:: EXERCISE DATA

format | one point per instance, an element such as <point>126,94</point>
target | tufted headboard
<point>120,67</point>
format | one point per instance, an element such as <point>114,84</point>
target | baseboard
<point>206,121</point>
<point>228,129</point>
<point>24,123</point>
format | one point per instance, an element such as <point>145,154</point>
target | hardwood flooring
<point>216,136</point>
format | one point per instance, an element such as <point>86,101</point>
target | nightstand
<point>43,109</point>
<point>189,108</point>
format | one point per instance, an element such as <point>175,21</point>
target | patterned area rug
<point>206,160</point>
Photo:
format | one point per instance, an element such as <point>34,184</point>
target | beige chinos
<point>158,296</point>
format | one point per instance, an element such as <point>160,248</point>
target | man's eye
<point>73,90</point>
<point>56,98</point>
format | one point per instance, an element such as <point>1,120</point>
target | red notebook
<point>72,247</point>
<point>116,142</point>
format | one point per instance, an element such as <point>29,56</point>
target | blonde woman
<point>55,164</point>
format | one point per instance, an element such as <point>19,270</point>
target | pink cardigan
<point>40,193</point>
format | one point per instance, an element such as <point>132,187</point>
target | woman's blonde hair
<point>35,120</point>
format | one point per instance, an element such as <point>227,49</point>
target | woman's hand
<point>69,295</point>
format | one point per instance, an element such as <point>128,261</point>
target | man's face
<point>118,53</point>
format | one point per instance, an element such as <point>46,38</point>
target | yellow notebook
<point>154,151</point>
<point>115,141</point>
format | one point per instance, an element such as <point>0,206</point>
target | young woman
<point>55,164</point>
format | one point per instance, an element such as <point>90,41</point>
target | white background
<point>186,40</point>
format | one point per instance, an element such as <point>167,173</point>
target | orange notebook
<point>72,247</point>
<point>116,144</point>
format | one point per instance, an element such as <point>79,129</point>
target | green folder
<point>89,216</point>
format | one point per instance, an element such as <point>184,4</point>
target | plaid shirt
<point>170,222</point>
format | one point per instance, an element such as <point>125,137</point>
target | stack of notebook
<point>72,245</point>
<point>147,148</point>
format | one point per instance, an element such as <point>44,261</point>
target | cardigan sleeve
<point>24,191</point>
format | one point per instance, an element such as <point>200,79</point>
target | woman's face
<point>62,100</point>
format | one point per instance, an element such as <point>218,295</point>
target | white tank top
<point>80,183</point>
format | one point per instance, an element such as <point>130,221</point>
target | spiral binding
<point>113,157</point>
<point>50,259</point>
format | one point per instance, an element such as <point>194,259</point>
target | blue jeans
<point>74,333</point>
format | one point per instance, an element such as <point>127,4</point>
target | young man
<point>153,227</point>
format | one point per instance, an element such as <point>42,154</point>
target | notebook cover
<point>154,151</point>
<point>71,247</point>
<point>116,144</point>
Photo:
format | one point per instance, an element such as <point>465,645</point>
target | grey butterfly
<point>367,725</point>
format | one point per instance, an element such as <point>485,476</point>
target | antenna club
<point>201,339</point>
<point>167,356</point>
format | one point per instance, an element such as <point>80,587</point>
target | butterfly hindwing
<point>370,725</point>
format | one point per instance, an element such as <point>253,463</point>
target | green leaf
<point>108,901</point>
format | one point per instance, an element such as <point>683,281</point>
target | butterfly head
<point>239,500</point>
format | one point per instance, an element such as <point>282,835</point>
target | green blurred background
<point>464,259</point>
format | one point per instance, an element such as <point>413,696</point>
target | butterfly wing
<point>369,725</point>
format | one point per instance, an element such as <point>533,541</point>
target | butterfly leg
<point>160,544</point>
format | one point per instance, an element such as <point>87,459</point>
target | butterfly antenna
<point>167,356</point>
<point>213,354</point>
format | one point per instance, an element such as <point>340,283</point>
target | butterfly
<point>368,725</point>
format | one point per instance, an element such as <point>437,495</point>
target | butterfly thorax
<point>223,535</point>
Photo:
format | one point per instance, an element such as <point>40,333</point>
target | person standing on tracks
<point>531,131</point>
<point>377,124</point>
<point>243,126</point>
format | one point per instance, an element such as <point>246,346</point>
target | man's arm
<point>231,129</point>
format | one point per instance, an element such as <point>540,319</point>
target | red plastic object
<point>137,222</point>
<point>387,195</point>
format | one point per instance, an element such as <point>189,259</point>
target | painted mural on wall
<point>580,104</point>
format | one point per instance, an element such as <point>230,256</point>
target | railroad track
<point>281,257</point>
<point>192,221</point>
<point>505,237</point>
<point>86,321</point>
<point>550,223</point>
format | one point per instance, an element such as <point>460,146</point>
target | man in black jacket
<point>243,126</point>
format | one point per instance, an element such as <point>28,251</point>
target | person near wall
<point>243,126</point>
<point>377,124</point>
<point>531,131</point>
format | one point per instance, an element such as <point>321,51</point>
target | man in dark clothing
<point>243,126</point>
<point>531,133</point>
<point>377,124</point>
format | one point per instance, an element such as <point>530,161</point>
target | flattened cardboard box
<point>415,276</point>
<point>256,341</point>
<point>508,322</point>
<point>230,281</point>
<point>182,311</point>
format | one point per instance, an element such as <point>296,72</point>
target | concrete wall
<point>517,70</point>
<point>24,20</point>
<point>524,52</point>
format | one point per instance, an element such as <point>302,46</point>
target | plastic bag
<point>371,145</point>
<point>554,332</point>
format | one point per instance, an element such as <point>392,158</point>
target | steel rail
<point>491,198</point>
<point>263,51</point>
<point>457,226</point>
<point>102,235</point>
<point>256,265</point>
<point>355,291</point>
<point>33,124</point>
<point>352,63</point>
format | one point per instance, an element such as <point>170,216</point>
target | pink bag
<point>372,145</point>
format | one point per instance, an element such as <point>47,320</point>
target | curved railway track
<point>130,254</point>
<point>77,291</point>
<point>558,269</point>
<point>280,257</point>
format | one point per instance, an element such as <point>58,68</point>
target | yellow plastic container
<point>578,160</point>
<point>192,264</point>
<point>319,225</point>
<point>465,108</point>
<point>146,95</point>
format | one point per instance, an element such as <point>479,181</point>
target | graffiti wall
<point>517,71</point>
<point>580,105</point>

::::

Rewrite the stretch of material from the line containing "such as <point>80,587</point>" through the line containing "<point>231,129</point>", swapping every "butterfly" for "moth" and leaving everything else unchanged.

format | one point per instance, an element such as <point>80,587</point>
target | moth hindwing
<point>370,725</point>
format | one point per instance, an element such as <point>253,463</point>
target | green leaf
<point>108,901</point>
format | one point per instance, an element such as <point>683,281</point>
target | moth head
<point>239,500</point>
format | one point per instance, an element such as <point>282,835</point>
target | green blurred background
<point>464,259</point>
format | one point per instance, an element such as <point>413,696</point>
target | moth wing
<point>369,725</point>
format | one point per instance, an element such as <point>533,541</point>
target | moth leg
<point>160,544</point>
format | one point per instance, an element such as <point>87,459</point>
target | moth antenna
<point>167,356</point>
<point>213,354</point>
format | one point per instance, an element such as <point>340,283</point>
target | moth
<point>368,725</point>
format | one point per instance, an element such as <point>437,495</point>
target | moth thorax
<point>223,535</point>
Photo:
format | one point per instance, an element such as <point>40,333</point>
target | person standing on tracks
<point>531,131</point>
<point>377,124</point>
<point>243,126</point>
format | one point per instance, an element such as <point>246,346</point>
target | man's arm
<point>231,129</point>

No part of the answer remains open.